PETUNJUK LATIHAN: Tolong salin dengan persis bagian teks tentang SDGs dan ABBA Braille di bawah, mulai dari "Berdasarkan latar belakang" hingga "tanpa bantuan pengajar.", termasuk kata-kata penutup tersebut.

TEKS BACAAN:
▽

Selaras dengan perkembangan teknologi, Perserikatan Bangsa-Bangsa (PBB) mencetuskan Agenda Tujuan Pembangunan Berkelanjutan (Sustainable Development Goals atau SDGs) sebagai kesepakatan pembangunan global. SDGs merupakan pembangunan yang bertujuan untuk memenuhi kebutuhan saat ini tanpa membahayakan kemampuan generasi masa depan untuk memenuhi kebutuhan mereka sendiri. SDGs sendiri mencakup 3 pilar, yaitu pilar ekonomi, sosial, dan masyarakat. Tujuan keempat SDGs, yaitu memastikan pendidikan yang inklusif dan berkualitas setara, juga mendukung kesempatan belajar seumur hidup bagi semua (https://www.sdg2030indonesia.org/), yang artinya semua penduduk yang ada di dunia ini termasuk penduduk inklusi berhak mendapat pendidikan dan fasilitas yang setara dengan penduduk yang bukan inklusi.

Berdasarkan latar belakang ini maka diperlukan suatu inovasi teknologi berupa alat bantu belajar yang dapat membantu penyandang tunanetra dalam mempelajari sistem penulisan huruf braille secara mandiri, tanpa ketergantungan pada guru pendamping. Salah satu solusinya, yaitu dengan ABBA Braille (Alat Bantu Belajar dan Membaca Braille) yang merupakan sebuah alat bantu belajar huruf braille yang dirancang dengan biaya terjangkau, portable, dan memungkinkan seorang penyandang tunanetra untuk belajar huruf braille secara mandiri di mana pun dan kapan pun tanpa bantuan pengajar.

△

DATA YANG DIBERIKAN:
▽

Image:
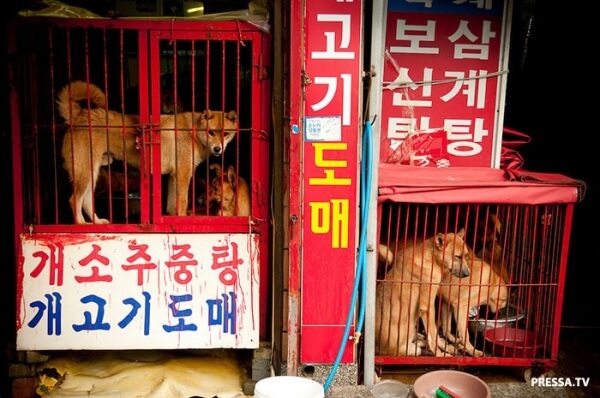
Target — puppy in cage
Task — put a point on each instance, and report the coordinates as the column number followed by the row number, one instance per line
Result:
column 483, row 286
column 228, row 194
column 97, row 135
column 407, row 295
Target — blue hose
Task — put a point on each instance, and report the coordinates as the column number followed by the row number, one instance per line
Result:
column 360, row 281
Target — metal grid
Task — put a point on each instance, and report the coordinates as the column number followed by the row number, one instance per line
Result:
column 526, row 248
column 144, row 68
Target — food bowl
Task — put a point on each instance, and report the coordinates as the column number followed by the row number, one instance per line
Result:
column 389, row 388
column 463, row 384
column 513, row 342
column 482, row 318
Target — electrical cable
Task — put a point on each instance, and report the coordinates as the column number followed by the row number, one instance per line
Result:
column 360, row 280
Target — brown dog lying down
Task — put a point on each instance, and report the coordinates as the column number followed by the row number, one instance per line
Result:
column 97, row 135
column 483, row 287
column 409, row 290
column 228, row 194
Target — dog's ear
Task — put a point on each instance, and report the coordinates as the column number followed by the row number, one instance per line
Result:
column 497, row 224
column 439, row 241
column 217, row 168
column 231, row 115
column 231, row 175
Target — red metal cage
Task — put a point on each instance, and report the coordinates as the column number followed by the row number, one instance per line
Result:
column 147, row 69
column 519, row 228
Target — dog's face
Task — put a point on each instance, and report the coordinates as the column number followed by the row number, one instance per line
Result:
column 452, row 253
column 216, row 130
column 221, row 194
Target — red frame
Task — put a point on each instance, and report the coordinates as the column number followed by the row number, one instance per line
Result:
column 149, row 34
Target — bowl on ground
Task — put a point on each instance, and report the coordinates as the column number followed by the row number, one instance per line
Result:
column 389, row 388
column 461, row 384
column 513, row 342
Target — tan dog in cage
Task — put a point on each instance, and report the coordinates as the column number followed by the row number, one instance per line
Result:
column 97, row 135
column 484, row 286
column 229, row 194
column 408, row 293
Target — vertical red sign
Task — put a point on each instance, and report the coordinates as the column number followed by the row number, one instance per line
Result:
column 331, row 132
column 444, row 82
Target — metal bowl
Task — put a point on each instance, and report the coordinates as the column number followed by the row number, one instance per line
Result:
column 482, row 318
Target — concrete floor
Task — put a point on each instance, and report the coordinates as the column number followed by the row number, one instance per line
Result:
column 579, row 357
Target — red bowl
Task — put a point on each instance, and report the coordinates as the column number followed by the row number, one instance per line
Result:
column 513, row 342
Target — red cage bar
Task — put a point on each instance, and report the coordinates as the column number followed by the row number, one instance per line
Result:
column 146, row 69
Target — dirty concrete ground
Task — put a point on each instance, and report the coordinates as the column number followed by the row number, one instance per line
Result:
column 579, row 356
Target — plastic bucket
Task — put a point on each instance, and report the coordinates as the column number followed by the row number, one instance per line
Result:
column 288, row 387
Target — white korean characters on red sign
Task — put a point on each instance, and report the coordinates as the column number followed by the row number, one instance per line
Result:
column 443, row 82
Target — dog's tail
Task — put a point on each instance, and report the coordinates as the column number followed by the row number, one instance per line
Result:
column 72, row 94
column 385, row 255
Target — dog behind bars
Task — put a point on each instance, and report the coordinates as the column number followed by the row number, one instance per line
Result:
column 483, row 286
column 97, row 135
column 408, row 292
column 229, row 194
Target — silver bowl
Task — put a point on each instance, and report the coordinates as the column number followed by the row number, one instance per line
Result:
column 482, row 319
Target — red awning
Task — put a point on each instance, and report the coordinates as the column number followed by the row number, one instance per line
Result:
column 475, row 185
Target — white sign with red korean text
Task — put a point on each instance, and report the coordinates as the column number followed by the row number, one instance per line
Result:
column 444, row 82
column 138, row 291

△

JAWABAN LATIHAN:
Berdasarkan latar belakang ini maka diperlukan suatu inovasi teknologi berupa alat bantu belajar yang dapat membantu penyandang tunanetra dalam mempelajari sistem penulisan huruf braille secara mandiri, tanpa ketergantungan pada guru pendamping. Salah satu solusinya, yaitu dengan ABBA Braille (Alat Bantu Belajar dan Membaca Braille) yang merupakan sebuah alat bantu belajar huruf braille yang dirancang dengan biaya terjangkau, portable, dan memungkinkan seorang penyandang tunanetra untuk belajar huruf braille secara mandiri di mana pun dan kapan pun tanpa bantuan pengajar.